▶ TASK PROMPT: Restate the entries word for word, leaving nothing out.

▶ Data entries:

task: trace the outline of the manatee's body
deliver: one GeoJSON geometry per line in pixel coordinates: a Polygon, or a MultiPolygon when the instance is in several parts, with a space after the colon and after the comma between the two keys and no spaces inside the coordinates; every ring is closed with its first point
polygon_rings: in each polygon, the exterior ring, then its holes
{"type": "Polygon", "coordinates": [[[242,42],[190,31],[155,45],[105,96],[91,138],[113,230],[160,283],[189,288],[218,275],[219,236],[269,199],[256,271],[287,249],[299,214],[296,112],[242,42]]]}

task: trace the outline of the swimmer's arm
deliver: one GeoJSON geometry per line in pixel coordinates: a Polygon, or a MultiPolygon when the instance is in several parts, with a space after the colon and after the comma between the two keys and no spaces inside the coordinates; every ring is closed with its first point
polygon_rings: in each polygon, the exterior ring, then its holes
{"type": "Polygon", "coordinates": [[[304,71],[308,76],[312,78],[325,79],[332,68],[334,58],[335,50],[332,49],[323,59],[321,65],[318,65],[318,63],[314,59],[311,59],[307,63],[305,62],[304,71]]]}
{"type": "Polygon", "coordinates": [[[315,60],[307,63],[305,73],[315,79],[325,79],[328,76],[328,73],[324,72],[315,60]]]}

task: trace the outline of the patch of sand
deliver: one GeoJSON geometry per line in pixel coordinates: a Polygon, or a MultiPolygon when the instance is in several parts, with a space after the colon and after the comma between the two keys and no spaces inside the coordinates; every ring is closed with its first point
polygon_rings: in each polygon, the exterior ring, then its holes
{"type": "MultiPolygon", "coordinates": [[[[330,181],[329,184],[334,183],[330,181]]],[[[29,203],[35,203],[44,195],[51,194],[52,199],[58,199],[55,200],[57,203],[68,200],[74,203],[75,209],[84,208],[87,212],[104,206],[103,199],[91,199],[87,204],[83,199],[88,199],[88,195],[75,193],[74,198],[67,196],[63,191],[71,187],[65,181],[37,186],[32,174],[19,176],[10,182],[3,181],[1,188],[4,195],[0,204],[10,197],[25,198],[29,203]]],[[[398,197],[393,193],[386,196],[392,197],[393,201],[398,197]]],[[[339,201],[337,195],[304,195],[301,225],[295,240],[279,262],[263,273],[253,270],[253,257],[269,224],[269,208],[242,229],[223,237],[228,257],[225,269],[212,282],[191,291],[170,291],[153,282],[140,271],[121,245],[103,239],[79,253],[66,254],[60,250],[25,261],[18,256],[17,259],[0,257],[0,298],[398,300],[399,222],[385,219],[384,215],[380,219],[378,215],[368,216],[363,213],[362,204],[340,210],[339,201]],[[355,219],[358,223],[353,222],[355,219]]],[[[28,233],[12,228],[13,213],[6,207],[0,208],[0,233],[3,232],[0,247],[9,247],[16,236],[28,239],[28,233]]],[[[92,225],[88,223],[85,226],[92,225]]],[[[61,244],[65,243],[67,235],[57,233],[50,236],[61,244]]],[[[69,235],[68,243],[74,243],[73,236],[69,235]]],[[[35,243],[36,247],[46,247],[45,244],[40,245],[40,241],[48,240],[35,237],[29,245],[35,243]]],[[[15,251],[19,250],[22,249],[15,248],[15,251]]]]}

▶ EXERCISE SOLUTION:
task: trace the outline of the manatee's body
deliver: one GeoJSON geometry per line in pixel coordinates: a Polygon, or a MultiPolygon when the instance is in several parts, with a space after the colon and after the comma between the two keys and no spaces inside the coordinates; every ring is closed with its first point
polygon_rings: in each polygon, the exterior ring, then its holes
{"type": "Polygon", "coordinates": [[[242,42],[190,31],[155,45],[105,96],[91,138],[113,230],[160,283],[189,288],[218,275],[219,236],[269,199],[256,271],[287,249],[299,214],[296,112],[242,42]]]}

task: trace the outline of the swimmer's arm
deliver: one GeoJSON geometry per line in pixel coordinates: a Polygon, or a MultiPolygon when the instance is in several parts, with a space after the colon and after the comma between the two keys and no spaces inside the coordinates; every ring is closed with its first point
polygon_rings: in each polygon, the exterior ring, then its holes
{"type": "Polygon", "coordinates": [[[304,71],[308,76],[312,78],[325,79],[332,68],[334,58],[335,50],[332,49],[323,59],[321,65],[318,65],[318,63],[314,59],[311,59],[307,63],[305,62],[304,71]]]}
{"type": "Polygon", "coordinates": [[[315,60],[307,63],[305,73],[315,79],[325,79],[328,76],[328,73],[324,72],[315,60]]]}

task: trace the outline of the patch of sand
deliver: one GeoJSON geometry per line in pixel coordinates: a Polygon, or a MultiPolygon when the instance is in several parts, with a space after the colon and after the comma between the two keys and no spaces inside the coordinates; every ring is closed with its first point
polygon_rings: in each polygon, the exterior ring, then its holes
{"type": "MultiPolygon", "coordinates": [[[[330,181],[329,184],[334,183],[330,181]]],[[[29,203],[35,203],[44,195],[51,194],[52,199],[58,199],[55,200],[57,203],[68,200],[74,203],[75,209],[84,208],[87,212],[104,206],[103,199],[91,199],[87,204],[83,199],[88,199],[88,195],[75,193],[74,198],[67,196],[63,191],[71,187],[65,181],[37,186],[32,174],[19,176],[10,182],[3,181],[1,188],[4,195],[0,204],[10,197],[25,198],[29,203]]],[[[398,197],[393,193],[386,196],[392,197],[393,201],[398,197]]],[[[339,201],[337,195],[304,195],[301,225],[295,240],[279,262],[263,273],[253,270],[253,257],[269,224],[269,208],[242,229],[223,237],[228,257],[225,269],[212,282],[191,291],[170,291],[153,282],[140,271],[121,245],[103,239],[79,253],[66,254],[60,250],[25,261],[18,256],[17,259],[0,257],[0,298],[398,300],[399,222],[385,219],[384,215],[380,219],[378,215],[368,216],[363,213],[362,204],[340,210],[339,201]],[[355,219],[358,223],[353,222],[355,219]]],[[[28,233],[12,228],[13,213],[6,207],[0,208],[0,233],[3,232],[0,247],[9,247],[16,236],[28,239],[28,233]]],[[[92,225],[88,223],[85,226],[92,225]]],[[[61,244],[65,243],[67,235],[57,233],[50,236],[61,244]]],[[[69,235],[68,243],[74,243],[73,236],[69,235]]],[[[35,243],[36,247],[46,247],[45,244],[40,245],[40,241],[48,240],[35,237],[29,245],[35,243]]],[[[15,251],[19,250],[22,249],[15,248],[15,251]]]]}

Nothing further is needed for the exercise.